## DATA FOR ANALYSIS
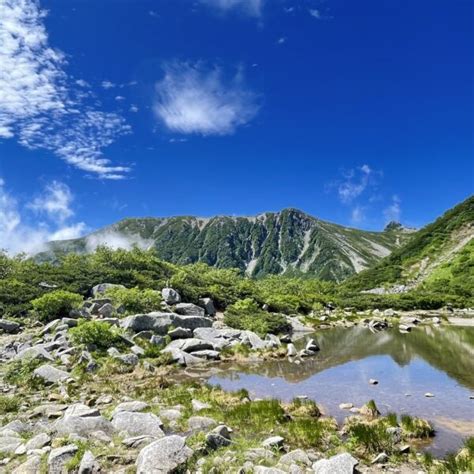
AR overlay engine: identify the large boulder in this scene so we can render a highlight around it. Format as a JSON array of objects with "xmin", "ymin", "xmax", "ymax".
[
  {"xmin": 48, "ymin": 445, "xmax": 78, "ymax": 474},
  {"xmin": 163, "ymin": 348, "xmax": 205, "ymax": 366},
  {"xmin": 15, "ymin": 346, "xmax": 54, "ymax": 362},
  {"xmin": 33, "ymin": 365, "xmax": 70, "ymax": 384},
  {"xmin": 0, "ymin": 435, "xmax": 23, "ymax": 453},
  {"xmin": 112, "ymin": 411, "xmax": 164, "ymax": 438},
  {"xmin": 54, "ymin": 416, "xmax": 114, "ymax": 437},
  {"xmin": 198, "ymin": 297, "xmax": 216, "ymax": 316},
  {"xmin": 161, "ymin": 288, "xmax": 181, "ymax": 305},
  {"xmin": 112, "ymin": 401, "xmax": 149, "ymax": 416},
  {"xmin": 121, "ymin": 312, "xmax": 175, "ymax": 334},
  {"xmin": 174, "ymin": 315, "xmax": 213, "ymax": 331},
  {"xmin": 312, "ymin": 453, "xmax": 359, "ymax": 474},
  {"xmin": 136, "ymin": 435, "xmax": 193, "ymax": 474},
  {"xmin": 174, "ymin": 303, "xmax": 205, "ymax": 317},
  {"xmin": 163, "ymin": 338, "xmax": 214, "ymax": 354},
  {"xmin": 0, "ymin": 319, "xmax": 20, "ymax": 334},
  {"xmin": 12, "ymin": 455, "xmax": 41, "ymax": 474}
]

## WHAT THE TASK REQUIRES
Above are the records; transcribe them exactly without the pictures.

## PROBLEM SOLUTION
AR overlay engine: identify the large boulder in this scene so we can render a highlight around it. Format as a JSON array of objects with "xmin", "ymin", "xmax", "ymax".
[
  {"xmin": 48, "ymin": 445, "xmax": 78, "ymax": 474},
  {"xmin": 163, "ymin": 348, "xmax": 205, "ymax": 366},
  {"xmin": 15, "ymin": 346, "xmax": 54, "ymax": 362},
  {"xmin": 33, "ymin": 365, "xmax": 70, "ymax": 384},
  {"xmin": 0, "ymin": 435, "xmax": 23, "ymax": 453},
  {"xmin": 112, "ymin": 411, "xmax": 164, "ymax": 438},
  {"xmin": 54, "ymin": 416, "xmax": 114, "ymax": 437},
  {"xmin": 198, "ymin": 297, "xmax": 216, "ymax": 316},
  {"xmin": 161, "ymin": 288, "xmax": 181, "ymax": 305},
  {"xmin": 112, "ymin": 401, "xmax": 149, "ymax": 416},
  {"xmin": 121, "ymin": 312, "xmax": 175, "ymax": 334},
  {"xmin": 174, "ymin": 315, "xmax": 213, "ymax": 331},
  {"xmin": 312, "ymin": 453, "xmax": 359, "ymax": 474},
  {"xmin": 136, "ymin": 435, "xmax": 193, "ymax": 474},
  {"xmin": 174, "ymin": 303, "xmax": 205, "ymax": 317},
  {"xmin": 163, "ymin": 338, "xmax": 214, "ymax": 354},
  {"xmin": 0, "ymin": 319, "xmax": 20, "ymax": 334},
  {"xmin": 12, "ymin": 455, "xmax": 41, "ymax": 474}
]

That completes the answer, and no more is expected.